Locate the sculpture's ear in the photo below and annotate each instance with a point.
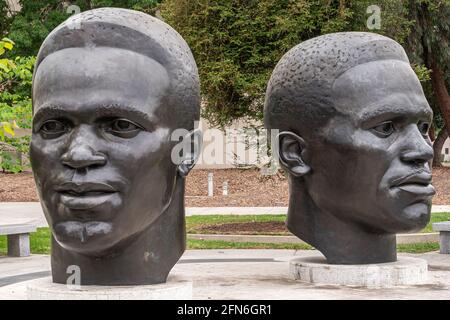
(191, 152)
(291, 147)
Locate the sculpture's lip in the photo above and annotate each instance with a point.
(84, 189)
(418, 183)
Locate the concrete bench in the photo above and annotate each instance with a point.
(444, 235)
(18, 238)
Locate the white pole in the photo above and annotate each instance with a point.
(225, 188)
(210, 184)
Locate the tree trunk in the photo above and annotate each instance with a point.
(432, 132)
(437, 77)
(440, 90)
(437, 147)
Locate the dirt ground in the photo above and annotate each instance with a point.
(246, 187)
(255, 227)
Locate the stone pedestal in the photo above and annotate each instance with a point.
(174, 289)
(405, 271)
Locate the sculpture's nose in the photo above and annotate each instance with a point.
(418, 150)
(80, 153)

==*==

Rewrite all the items above with "annotate" replaced by "mark" and nothing else changed. Leave the pictures out.

◆ Completed task ◆
Locate the sculpture's ear in the photo below and mark each instance with a point.
(191, 152)
(291, 147)
Locate the sculpture's lip in the photo above and mark each instance with a point.
(84, 189)
(418, 183)
Locate the concrete bench in the photo above and mark each instance with a point.
(444, 235)
(18, 238)
Locate the white pole in the photo above and mark each instance with a point.
(225, 188)
(210, 184)
Locate the tree trunk in the photo above and mark each instance with a point.
(432, 132)
(437, 77)
(440, 90)
(437, 147)
Locate the dirt ground in the photo above and mark each instance with a point.
(246, 187)
(255, 227)
Locate the stone pedestal in the photo above and mark each instance with a point.
(174, 289)
(405, 271)
Locate the sculpture's nose in the photo above and mark each instance with a point.
(418, 150)
(80, 153)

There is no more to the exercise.